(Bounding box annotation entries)
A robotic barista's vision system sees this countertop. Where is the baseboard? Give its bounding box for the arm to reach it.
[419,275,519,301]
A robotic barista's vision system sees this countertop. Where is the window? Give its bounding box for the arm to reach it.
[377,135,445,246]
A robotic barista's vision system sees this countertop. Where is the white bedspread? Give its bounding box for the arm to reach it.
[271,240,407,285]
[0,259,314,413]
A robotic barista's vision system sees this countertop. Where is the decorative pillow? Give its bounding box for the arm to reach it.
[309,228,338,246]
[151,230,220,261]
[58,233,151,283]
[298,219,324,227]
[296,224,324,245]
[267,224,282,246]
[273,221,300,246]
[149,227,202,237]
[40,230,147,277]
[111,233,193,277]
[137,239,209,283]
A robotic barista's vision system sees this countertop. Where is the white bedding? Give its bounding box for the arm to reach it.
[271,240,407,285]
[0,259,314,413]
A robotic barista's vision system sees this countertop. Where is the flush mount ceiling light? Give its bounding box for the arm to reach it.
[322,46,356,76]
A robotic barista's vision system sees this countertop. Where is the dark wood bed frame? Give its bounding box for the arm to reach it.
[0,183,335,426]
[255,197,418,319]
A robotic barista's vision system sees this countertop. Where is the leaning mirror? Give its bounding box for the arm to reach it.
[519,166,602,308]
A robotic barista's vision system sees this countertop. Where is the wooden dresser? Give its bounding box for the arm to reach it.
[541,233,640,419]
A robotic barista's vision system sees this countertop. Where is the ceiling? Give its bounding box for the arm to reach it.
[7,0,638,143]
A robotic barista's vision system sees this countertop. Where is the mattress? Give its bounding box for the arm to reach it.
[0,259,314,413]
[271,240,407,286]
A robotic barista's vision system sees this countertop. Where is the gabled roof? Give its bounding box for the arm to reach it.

## Exercise brief
Can you output all of the lines above word for word, from the first to the last?

## Solution for this exercise
A robotic barista's vision system sees this countertop. Where is the baseboard? Give its bounding box for the arm to reach it.
[419,275,519,301]
A robotic barista's vision system sees this countertop. Where is the window? Give its bounding box for the arm to reach it.
[377,135,445,246]
A robotic barista's vision system sees this countertop. Where is the white bedspread? Give its bounding box for the arm to reach it.
[271,240,407,285]
[0,259,314,413]
A robotic barista's vision system sees this countertop. Where is the decorative pillow? Give its bounding box for the arm to reach it.
[309,228,338,246]
[151,230,220,261]
[58,233,151,283]
[298,219,324,227]
[296,224,324,245]
[267,224,282,246]
[273,221,300,246]
[149,227,202,237]
[40,230,147,277]
[111,233,193,277]
[137,239,209,283]
A robotic barista's vision system sees this countertop. Where is the white bedding? Give its bounding box for the arm to reach it.
[271,240,407,285]
[0,259,314,413]
A robotic barista's vision system sees this countertop. Where is the flush mount ceiling light? Give its bounding box for the arm to reach it.
[322,46,356,76]
A robotic barista's vision system sees this countertop. Where is the dark wood bed frame? Give its bounding box for the arm to reach it.
[0,183,335,426]
[255,197,418,319]
A robotic barista's vision system sees this countertop. Where is the leaning mirror? Give its bounding box for the arm to reach it.
[519,166,602,308]
A robotic barista's vision system sees this countertop. Where is the wooden dresser? Give its bounding box for the arm to reach it.
[541,233,640,419]
A robotic barista's vision system sees this countertop. Where is the ceiling? Give its bounding box for the arm to reach it.
[7,0,638,143]
A robotic barista's vision system sees this countertop. Where is the mattress? Give its bounding box for the arm to reach it.
[0,259,314,413]
[271,240,407,286]
A robotic barista's vision system sees this countertop. Where is the gabled roof? Give its bounding box for the arm to reach it.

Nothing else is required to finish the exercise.